Start of RECORDS FOR PROCESSING

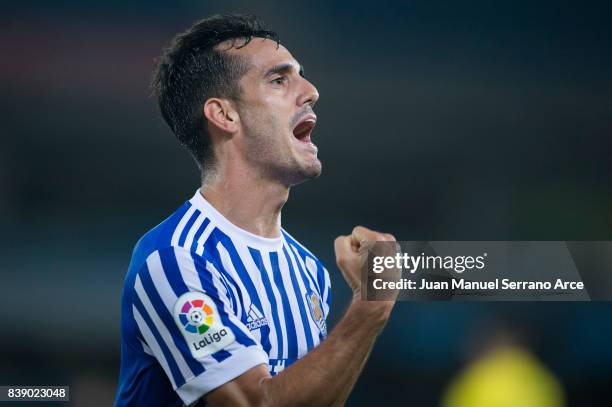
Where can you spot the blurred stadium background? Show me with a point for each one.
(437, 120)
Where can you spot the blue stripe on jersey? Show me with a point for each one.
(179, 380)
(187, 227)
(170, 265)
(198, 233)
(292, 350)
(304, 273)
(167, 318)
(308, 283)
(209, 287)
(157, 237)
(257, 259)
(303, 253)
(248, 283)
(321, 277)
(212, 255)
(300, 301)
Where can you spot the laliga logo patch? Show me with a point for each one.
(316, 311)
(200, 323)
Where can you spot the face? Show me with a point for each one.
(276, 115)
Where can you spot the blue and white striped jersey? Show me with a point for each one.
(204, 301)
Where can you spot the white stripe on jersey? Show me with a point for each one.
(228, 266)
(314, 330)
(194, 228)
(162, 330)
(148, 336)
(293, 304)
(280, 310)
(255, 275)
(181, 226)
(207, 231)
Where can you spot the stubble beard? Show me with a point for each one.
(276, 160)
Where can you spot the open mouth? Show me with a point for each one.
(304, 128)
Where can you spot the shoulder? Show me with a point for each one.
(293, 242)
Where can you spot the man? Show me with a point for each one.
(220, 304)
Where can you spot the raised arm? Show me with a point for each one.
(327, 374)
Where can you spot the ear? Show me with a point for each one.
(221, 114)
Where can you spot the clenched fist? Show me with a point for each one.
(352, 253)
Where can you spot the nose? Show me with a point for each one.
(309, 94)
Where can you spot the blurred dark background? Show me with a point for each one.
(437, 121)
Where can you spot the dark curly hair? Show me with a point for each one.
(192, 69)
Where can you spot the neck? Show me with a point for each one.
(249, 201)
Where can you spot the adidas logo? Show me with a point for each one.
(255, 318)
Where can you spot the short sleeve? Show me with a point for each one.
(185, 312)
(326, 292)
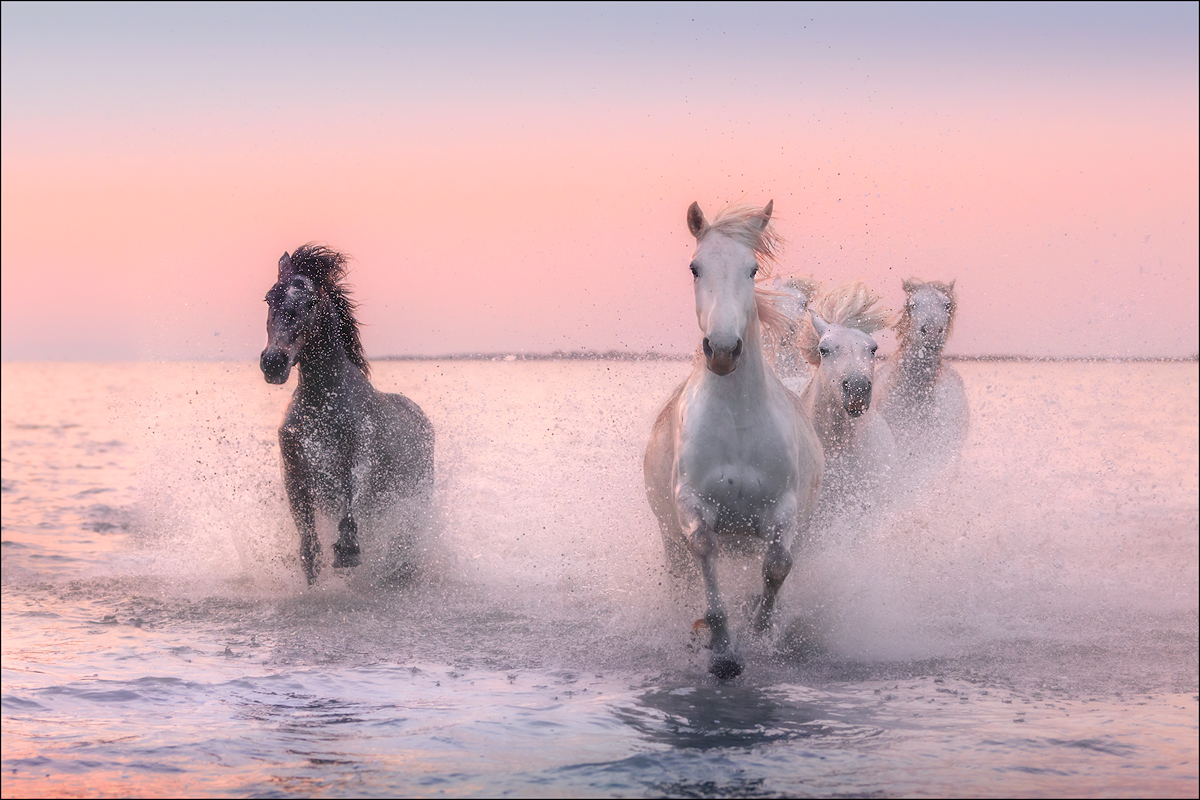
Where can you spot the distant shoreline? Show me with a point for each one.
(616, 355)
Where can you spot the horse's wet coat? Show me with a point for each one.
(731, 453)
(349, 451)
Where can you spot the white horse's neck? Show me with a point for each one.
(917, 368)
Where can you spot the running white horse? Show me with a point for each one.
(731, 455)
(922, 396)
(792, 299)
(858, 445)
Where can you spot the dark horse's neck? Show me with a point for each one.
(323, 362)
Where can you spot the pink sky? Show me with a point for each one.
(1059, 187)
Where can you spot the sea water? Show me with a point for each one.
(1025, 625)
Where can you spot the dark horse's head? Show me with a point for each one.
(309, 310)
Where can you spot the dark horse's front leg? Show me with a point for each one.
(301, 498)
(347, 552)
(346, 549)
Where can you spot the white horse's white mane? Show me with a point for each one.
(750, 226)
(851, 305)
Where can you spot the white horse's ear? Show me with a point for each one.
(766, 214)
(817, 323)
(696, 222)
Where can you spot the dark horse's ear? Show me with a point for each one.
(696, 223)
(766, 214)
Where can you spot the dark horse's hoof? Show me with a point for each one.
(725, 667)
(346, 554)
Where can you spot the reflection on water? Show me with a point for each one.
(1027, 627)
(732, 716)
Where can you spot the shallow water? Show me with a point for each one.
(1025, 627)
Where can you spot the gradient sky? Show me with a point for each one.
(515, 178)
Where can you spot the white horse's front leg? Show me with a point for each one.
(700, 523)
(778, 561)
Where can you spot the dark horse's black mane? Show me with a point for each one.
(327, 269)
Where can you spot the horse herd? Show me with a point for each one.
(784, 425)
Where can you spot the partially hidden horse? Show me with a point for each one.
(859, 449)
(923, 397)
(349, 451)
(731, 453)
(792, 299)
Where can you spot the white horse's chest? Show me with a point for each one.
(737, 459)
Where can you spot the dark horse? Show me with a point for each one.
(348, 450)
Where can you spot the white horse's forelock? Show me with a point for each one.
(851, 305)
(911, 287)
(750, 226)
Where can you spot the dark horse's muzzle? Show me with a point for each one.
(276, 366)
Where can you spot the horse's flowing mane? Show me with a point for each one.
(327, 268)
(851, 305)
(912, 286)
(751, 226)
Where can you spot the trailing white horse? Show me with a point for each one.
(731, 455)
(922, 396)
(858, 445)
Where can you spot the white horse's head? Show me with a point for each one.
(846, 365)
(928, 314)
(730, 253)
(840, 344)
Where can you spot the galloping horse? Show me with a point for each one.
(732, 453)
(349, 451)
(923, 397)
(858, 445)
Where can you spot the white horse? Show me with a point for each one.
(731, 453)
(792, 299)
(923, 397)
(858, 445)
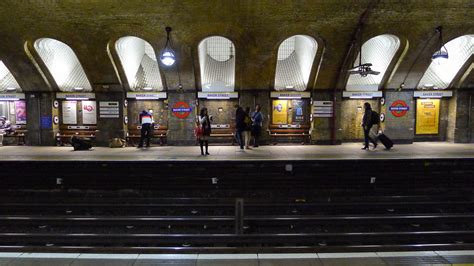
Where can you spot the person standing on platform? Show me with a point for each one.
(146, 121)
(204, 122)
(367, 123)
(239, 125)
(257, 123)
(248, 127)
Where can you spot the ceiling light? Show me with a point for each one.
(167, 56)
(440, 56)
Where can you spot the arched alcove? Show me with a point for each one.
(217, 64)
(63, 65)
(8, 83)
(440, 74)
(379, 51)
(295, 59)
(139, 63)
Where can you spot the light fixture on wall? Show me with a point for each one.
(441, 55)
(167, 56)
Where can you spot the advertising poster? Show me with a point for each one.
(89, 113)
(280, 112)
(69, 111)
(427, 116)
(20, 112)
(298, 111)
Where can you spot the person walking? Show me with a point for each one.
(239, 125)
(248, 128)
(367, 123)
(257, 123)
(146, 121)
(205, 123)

End of RECORDS FOR PROCESSING

Every entry above should come back exactly as written, except for its pictures.

Where can you spot the blurred stadium background? Show me with a point for each one.
(437, 120)
Where can you spot the blue stripe on jersey? Show me with a point for each one.
(179, 380)
(187, 227)
(170, 265)
(198, 233)
(292, 350)
(304, 273)
(167, 318)
(308, 283)
(209, 287)
(157, 237)
(257, 259)
(303, 253)
(248, 283)
(321, 277)
(212, 255)
(300, 301)
Where can you spot the laliga logo patch? Show me with a point for each one.
(316, 311)
(200, 323)
Where can you spot the face? Show me with a point for each one.
(276, 115)
Where can you spot the blue and white striped jersey? Show me with a point for each one.
(204, 301)
Where can you spot the white stripe on jersey? Show me with a point for each one.
(228, 266)
(314, 330)
(194, 228)
(162, 330)
(148, 336)
(293, 304)
(280, 310)
(255, 275)
(181, 226)
(207, 231)
Where can you spot the stubble beard? Show me with a point for each one.
(276, 160)
Where can you spot the open mouth? Show me with a point for each one.
(304, 128)
Where can you spot the shoulder? Show me with a point for each one.
(293, 242)
Where can you spot the man? Show me with a point for each one.
(220, 304)
Where can you spot the raised arm? Show me with a point for each one.
(327, 374)
Where can you spot the ear? Show me with a point for each one.
(221, 114)
Where can you spot the clenched fist? Show me with a point for each one.
(352, 253)
Where can you spot the nose? Show me with a point for each one.
(309, 94)
Where can you spot the blurred dark background? Show me with a point for each one.
(437, 121)
Where can you spot the dark curly hair? Show me with a point for each one.
(192, 69)
Where can you spot the neck? Show me with a point for each one.
(249, 201)
Where can you spot the adidas logo? Show me with a point for each one.
(255, 318)
Where can you spot the short sleeve? Show me with a point for each one.
(185, 312)
(326, 292)
Where can you spot the distant shoreline? Show me with a point for each one.
(616, 355)
Where can you spot the horse's wet coat? Show me with a point for each one.
(731, 453)
(349, 451)
Where can you spot the white horse's neck? Show me with a point for each one.
(917, 368)
Where can you spot the running white horse? Show me with a point for each one.
(731, 455)
(922, 396)
(792, 299)
(858, 445)
Where can you spot the dark horse's neck? Show me with a point for each one.
(323, 362)
Where can you spot the pink sky? Show me with a point for each one.
(1059, 187)
Where can you spot the sea water? Show me with a point for each one.
(1025, 625)
Where can you spot the dark horse's head? Show me with a point for each one.
(309, 310)
Where can you spot the dark horse's front leg? Show me with a point for each one.
(301, 498)
(347, 552)
(346, 549)
Where can you spot the white horse's white mane? Show me with a point for each one.
(750, 226)
(851, 305)
Where can you spot the white horse's ear? Show me with a point for each one.
(766, 214)
(817, 323)
(696, 222)
Where can you spot the dark horse's ear? Show me with a point for each one.
(696, 223)
(766, 214)
Where can you spot the dark horse's hoof? Show me with a point for each one.
(725, 667)
(346, 554)
Where can you spot the reflection on water? Show me with a point for each one.
(1027, 627)
(732, 716)
Where can you spot the shallow water? Show me with a point for each one.
(1025, 627)
Where can you spot the gradient sky? Show me with a point for each one.
(515, 178)
Where can you spot the white horse's front leg? Show me with a point for each one.
(700, 523)
(778, 561)
Where can you spot the dark horse's black mane? Show me with a point for each one.
(327, 269)
Where can you spot the horse herd? Show me with a point for each one.
(784, 425)
Where can you spot the partially hidden horse? Show me with a point for each one.
(859, 449)
(923, 397)
(349, 451)
(731, 453)
(792, 299)
Where can you spot the white horse's chest? Show me with a point for each one.
(737, 459)
Where can you spot the dark horse? Show me with a point for each one.
(348, 450)
Where can you spot the white horse's forelock? Show me with a point for each one.
(851, 305)
(911, 287)
(750, 226)
Where can you spot the dark horse's muzzle? Show me with a point for each one.
(276, 366)
Where can you spot the horse's flowing mane? Show me with a point for each one.
(327, 268)
(851, 305)
(912, 286)
(751, 226)
Where can you spot the trailing white horse? Show me with a point for each one.
(731, 455)
(922, 396)
(858, 445)
Where can you spot the white horse's head? Show me with a point for each one.
(846, 365)
(928, 314)
(730, 253)
(840, 344)
Where can you spot the galloping horse? Show me with a point for each one.
(732, 453)
(349, 451)
(923, 397)
(858, 445)
Where can you spot the white horse? Show me with a point for each one.
(731, 453)
(792, 299)
(923, 397)
(858, 445)
Where can you spot the person standing on platform? Show me with a point for each one.
(146, 121)
(204, 122)
(367, 123)
(239, 125)
(257, 123)
(248, 127)
Where can you spot the ceiling light? Show me with a point for each one.
(167, 56)
(440, 56)
Where can you spot the arched alcove? Show me with a point for each one.
(217, 64)
(63, 65)
(8, 83)
(440, 74)
(379, 51)
(295, 59)
(139, 63)
Where can you spot the light fixture on wall? Show me with a point for each one.
(441, 55)
(167, 56)
Where can you spot the advertising poster? Show me with a point for each one.
(89, 113)
(280, 112)
(69, 111)
(427, 116)
(20, 112)
(298, 111)
Where can you spot the person walking? Show me with a point for each one.
(239, 125)
(248, 128)
(367, 123)
(257, 123)
(146, 121)
(205, 123)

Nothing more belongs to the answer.